(Teks yang Ditampilkan)
Seorang anak TK yang lahir dan besar di
ibu kota melontarkan sebuah pertanyaan menggelitik kepada orang tuanya
saat dilangsungkannya upacara besar di kampungnya di Bali. Pertanyaan
yang sederhana, tetapi sudah barang tentu tidak bisa dijawab hanya
dengan kata “nak mulo keto” (memang sudah demikian).
Saat
itu berlangsung upacara Dewa Yadnya tingkat utama di rumahnya yang
melibatkan berbagai macam korban binatang. Ada seekor kerbau, beberapa
ekor babi dan puluhan itik dan ayam disemblih. Sementara sang pinandita
memimpin upacara dan menyemblih satu-persatu hewan-hewan korban, sang
anak kecil bertanya pada ayahnya; “Papa, Tuhan kita kok doyan makan ya?
Apa Tuhan memakan persembahan hewan sebanyak itu? Apa Tuhan ga kasihan
ya sama binatang-binatang itu sampai harus melahap dengan rakus kayak
gitu?”. Sang papa hanya bisa tertegun dan berusaha menjelaskan kepada
anaknya yang masih kanak-kanak dengan mengatakan; “Dek, kita
mempersembahkan binatang-binatang itu agar mereka disupat, dan
kelak roh-roh mereka diangkat ke alam sorga sehingga mereka akan
menikmati kebahagiaan di sana”. Sang anak kembali bertanya; “Tapi Pa,
kalau memang demikian kenapa bukan adek aja yang dipersembahkan agar
adek bisa masuk sorga? Atau kenapa bukan papa dan jero mangkunya aja
sekalian yang dipersembahkan agar semua masuk sorga?”. Ujung dari
pertanyaan-pertanyaan sederhana ini pada akhirnya hanyalah “nak mulo
keto” yang tentunya tidak memuaskan keingintahuan sang anak cerdas ini.
Jika
anda hidup di komunitas minoritas Hindu, mungkin pertanyaan yang
serupa dengan apa yang disampaikan anak kecil ini juga sering
dilontarkan kepada anda. Pada umumnya orang non Hindu tidak pernah
disibukkan dengan berbagai macam upacara dan persembahan makanan,
mereka hanya cukup berdoa, bernyanyi atau hanya mengagung-agungkan nama
Tuhan, lalu kenapa orang Hindu bergitu sibuk dalam upacara yang
menelan dana milyaran rupiah?

Catatan dataset penunjukan
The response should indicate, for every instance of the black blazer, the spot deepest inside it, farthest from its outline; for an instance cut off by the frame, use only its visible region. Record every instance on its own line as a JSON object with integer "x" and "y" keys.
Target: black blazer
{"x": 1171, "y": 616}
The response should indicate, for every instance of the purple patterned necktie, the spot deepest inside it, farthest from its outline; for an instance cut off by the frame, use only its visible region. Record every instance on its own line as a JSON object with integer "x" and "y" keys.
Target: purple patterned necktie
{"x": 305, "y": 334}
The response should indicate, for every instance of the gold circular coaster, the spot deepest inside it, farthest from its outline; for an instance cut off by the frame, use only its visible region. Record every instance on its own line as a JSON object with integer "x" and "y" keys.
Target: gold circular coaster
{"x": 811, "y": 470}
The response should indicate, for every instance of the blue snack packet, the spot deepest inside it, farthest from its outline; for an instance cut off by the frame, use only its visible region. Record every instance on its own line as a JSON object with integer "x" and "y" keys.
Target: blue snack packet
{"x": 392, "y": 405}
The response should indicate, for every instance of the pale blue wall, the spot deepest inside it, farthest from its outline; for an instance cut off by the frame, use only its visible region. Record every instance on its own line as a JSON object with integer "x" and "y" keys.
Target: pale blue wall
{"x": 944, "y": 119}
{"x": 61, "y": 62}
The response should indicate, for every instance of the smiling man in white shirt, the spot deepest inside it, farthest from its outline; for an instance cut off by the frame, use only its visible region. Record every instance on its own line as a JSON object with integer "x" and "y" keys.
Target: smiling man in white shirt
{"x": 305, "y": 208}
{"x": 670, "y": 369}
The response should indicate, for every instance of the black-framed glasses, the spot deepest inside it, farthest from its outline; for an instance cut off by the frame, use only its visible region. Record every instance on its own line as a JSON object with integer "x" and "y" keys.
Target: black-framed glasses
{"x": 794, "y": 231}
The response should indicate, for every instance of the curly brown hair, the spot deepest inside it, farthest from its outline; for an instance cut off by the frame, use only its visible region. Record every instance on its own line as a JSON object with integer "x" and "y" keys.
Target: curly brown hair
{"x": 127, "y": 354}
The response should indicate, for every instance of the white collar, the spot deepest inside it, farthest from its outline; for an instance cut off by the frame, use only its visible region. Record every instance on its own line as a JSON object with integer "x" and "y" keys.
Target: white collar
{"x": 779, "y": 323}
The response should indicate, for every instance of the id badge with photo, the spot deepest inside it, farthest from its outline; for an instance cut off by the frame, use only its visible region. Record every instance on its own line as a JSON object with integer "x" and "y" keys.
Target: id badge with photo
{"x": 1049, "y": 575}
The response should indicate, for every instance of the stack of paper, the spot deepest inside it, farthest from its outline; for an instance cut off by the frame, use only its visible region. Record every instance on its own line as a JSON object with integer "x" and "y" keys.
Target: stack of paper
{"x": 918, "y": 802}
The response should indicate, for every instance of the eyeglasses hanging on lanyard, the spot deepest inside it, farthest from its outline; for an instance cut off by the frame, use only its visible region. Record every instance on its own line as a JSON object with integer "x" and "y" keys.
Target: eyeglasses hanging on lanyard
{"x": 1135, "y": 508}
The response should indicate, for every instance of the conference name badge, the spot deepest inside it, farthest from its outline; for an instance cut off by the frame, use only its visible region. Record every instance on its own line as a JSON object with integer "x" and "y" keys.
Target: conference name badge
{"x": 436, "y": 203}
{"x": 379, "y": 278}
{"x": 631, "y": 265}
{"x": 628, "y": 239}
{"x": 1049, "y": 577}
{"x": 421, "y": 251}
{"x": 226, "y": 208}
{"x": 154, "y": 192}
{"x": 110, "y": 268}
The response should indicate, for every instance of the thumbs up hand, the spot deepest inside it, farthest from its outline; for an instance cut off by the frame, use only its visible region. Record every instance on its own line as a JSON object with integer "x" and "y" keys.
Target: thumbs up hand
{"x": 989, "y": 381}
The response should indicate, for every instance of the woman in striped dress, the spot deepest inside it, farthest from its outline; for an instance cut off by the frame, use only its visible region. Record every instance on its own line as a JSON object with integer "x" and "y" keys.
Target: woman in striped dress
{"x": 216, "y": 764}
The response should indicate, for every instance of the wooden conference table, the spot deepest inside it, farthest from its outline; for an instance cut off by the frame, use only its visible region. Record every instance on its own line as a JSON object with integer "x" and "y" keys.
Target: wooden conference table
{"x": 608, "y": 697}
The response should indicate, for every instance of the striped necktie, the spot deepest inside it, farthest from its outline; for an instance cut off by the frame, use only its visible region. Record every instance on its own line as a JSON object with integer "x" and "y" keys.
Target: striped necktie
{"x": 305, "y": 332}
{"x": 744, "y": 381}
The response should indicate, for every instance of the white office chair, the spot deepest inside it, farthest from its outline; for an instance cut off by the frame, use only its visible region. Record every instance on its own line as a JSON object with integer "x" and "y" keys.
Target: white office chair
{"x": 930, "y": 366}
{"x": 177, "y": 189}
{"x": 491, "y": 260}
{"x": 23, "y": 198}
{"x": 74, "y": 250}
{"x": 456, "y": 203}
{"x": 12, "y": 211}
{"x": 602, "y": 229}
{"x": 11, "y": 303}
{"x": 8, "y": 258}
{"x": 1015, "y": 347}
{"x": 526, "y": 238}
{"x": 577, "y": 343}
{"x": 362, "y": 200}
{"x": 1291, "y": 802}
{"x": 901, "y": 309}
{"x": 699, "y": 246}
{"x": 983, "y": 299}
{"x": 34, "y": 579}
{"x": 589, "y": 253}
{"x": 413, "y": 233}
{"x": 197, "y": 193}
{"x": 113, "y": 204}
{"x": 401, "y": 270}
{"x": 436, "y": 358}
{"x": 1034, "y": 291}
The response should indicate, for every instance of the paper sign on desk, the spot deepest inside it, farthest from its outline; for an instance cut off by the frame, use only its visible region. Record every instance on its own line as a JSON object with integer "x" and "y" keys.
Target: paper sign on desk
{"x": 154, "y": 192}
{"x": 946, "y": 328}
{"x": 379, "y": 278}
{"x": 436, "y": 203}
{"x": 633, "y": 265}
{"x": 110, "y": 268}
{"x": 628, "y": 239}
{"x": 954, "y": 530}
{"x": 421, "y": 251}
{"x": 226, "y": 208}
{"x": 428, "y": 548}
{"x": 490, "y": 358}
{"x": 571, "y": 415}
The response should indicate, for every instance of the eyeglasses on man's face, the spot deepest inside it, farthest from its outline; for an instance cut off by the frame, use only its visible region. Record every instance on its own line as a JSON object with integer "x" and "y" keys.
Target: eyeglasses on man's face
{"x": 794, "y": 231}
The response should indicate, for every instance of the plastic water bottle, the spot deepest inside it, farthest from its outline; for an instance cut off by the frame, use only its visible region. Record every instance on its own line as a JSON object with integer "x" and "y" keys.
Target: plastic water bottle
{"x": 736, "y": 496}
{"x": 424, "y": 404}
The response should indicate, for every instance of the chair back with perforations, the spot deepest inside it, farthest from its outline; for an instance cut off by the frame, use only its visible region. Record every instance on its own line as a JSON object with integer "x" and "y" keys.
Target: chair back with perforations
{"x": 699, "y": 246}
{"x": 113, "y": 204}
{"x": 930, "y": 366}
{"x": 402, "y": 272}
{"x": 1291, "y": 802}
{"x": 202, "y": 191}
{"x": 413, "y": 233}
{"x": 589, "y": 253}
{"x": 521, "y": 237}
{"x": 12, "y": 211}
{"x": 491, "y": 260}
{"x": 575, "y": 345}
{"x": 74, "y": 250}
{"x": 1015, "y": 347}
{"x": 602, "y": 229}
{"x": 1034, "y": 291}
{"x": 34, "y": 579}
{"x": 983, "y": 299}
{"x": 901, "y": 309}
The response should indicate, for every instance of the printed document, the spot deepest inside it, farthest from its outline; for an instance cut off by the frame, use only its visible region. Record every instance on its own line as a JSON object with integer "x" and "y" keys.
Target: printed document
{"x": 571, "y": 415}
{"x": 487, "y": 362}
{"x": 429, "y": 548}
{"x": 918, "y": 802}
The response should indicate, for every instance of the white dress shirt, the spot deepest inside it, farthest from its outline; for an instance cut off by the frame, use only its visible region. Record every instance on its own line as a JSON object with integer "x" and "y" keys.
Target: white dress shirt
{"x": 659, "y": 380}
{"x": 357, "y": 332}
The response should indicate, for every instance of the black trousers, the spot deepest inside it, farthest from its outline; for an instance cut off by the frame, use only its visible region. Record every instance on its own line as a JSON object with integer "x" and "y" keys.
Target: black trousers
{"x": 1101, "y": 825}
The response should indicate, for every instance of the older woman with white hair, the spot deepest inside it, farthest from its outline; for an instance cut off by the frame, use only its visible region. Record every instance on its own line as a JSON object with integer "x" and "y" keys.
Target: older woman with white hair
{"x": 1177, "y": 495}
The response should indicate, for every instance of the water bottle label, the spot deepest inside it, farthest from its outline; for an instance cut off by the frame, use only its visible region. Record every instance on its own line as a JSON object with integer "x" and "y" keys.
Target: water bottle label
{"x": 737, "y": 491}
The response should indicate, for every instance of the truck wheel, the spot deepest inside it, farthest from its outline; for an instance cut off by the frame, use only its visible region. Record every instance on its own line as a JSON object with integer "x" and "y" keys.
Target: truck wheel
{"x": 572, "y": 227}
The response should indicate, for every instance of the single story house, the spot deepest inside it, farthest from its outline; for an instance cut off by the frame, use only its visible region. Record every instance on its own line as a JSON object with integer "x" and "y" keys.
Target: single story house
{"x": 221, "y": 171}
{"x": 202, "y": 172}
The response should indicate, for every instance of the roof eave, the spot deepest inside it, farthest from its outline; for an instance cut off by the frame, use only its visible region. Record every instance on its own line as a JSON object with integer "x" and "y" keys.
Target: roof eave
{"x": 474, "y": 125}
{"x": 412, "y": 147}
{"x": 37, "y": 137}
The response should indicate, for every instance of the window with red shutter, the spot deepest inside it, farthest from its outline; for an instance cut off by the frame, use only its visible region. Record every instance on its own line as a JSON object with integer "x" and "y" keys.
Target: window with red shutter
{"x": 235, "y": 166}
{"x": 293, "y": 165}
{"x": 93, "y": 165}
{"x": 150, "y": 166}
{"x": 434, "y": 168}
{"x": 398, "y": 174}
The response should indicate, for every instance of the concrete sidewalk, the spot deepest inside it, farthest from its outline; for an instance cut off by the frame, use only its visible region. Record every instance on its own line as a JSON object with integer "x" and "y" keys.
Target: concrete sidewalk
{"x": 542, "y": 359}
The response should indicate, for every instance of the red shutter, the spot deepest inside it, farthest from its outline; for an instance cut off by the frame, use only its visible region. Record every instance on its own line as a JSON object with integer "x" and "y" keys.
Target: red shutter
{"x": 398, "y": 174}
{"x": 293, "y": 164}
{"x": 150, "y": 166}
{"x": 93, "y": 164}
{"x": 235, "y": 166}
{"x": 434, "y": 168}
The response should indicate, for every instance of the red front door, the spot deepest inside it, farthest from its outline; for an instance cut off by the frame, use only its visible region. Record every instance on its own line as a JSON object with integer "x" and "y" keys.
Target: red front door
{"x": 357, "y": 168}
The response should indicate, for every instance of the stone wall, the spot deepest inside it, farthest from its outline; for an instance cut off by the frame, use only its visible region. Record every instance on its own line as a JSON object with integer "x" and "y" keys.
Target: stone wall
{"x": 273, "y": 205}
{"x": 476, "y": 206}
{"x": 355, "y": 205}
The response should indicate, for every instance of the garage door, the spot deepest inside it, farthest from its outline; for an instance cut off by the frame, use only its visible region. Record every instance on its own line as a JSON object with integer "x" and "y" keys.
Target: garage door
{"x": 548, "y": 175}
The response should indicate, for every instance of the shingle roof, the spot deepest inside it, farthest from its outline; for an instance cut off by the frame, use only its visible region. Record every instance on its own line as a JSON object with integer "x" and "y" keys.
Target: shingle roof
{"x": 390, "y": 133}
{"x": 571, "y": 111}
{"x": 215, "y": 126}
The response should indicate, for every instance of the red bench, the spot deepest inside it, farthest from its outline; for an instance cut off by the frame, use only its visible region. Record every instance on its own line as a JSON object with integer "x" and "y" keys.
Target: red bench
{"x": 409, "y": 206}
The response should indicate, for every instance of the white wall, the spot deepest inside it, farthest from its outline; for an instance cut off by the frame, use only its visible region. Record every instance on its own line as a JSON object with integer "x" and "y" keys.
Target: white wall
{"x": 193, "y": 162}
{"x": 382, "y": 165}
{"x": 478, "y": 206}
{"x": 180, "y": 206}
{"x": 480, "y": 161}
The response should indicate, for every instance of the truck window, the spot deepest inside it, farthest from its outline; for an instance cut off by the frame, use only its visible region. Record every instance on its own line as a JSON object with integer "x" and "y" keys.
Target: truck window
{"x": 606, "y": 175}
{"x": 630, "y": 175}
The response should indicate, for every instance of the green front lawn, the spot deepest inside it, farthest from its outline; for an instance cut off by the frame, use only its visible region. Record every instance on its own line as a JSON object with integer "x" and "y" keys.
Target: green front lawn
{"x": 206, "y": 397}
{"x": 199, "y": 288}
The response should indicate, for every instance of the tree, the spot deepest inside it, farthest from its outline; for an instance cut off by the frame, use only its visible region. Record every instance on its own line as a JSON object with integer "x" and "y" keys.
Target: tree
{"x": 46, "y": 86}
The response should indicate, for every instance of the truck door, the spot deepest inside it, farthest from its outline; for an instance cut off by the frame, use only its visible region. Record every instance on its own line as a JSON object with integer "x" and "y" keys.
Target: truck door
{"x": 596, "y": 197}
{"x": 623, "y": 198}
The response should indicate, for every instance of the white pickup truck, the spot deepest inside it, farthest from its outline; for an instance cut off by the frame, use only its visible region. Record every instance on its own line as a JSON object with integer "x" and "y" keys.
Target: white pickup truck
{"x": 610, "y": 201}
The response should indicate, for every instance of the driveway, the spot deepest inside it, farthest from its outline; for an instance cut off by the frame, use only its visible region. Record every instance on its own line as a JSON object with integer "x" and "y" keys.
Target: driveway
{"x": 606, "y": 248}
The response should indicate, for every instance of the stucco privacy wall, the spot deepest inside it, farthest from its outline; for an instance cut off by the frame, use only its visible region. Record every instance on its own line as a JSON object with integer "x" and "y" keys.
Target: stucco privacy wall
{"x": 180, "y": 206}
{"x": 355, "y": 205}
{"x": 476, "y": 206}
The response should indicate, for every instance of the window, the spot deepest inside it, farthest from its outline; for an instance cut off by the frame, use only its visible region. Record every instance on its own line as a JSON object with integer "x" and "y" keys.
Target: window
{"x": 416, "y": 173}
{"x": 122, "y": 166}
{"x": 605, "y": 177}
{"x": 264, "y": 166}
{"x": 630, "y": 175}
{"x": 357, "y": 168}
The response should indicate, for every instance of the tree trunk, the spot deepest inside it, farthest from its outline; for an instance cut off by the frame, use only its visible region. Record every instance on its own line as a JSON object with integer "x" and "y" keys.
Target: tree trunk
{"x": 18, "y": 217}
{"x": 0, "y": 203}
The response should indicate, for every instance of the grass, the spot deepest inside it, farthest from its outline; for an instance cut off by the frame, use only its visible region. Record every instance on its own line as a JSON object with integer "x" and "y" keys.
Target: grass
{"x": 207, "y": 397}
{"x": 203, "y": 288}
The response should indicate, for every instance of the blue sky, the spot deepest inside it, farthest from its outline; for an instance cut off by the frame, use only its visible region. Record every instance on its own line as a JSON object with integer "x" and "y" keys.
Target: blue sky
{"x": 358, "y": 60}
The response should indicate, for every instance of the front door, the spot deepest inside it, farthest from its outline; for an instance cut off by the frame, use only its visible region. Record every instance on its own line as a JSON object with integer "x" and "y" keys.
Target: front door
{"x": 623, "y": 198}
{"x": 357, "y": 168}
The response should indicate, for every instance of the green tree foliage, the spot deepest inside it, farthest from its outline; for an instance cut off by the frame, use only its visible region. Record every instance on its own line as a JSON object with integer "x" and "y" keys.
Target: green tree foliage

(Tugas Tertulis)
(A) Menurut teks tentang upacara di Bali, upacara apa yang sedang berlangsung di rumah anak itu?
(B) Lanjutkan teks tentang upacara di Bali mulai setelah kalimat terakhirnya.

(Jawaban Setiap Tugas)
(A) Upacara Dewa Yadnya tingkat utama.

(B)
Dalam Bhagavad Gita 9.26 Tuhan Yang Maha Esa, Sri Krishna bersabda; “patraḿ puṣpaḿ phalaḿ toyaḿ yo me bhaktyā prayacchati tad ahaḿ bhakty-upahṛtam aśnāmi prayatātmanaḥ,
Kalau seseorang mempersembahkan daun, bunga, buah atau air dengan
cinta bhakti, Aku akan menerimanya”. Dari sloka ini kita dapat mengerti
bahwa Tuhan tidak pernah meminta persembahan mewah dan mahal sehingga
memberatkan umatnya. Meskipun Beliau mengatakan persembahan “patraḿ puṣpaḿ phalaḿ toyam, daun, bunga, buah atau air” namun yang terpenting dari itu semuanya adalah “bhakty-upahṛtam, persembahan bhakti”.
Membuat persembahan mewah dan mahal tanpa ada rasa bhakti di dalamnya
tidak akan ada gunanya. Tetapi hanya persembahan yang dilandasi dengan
rasa bhakti yang tulus meskipun tanpa menggunakan sarana apa-apalah
yang akan diterima oleh Tuhan.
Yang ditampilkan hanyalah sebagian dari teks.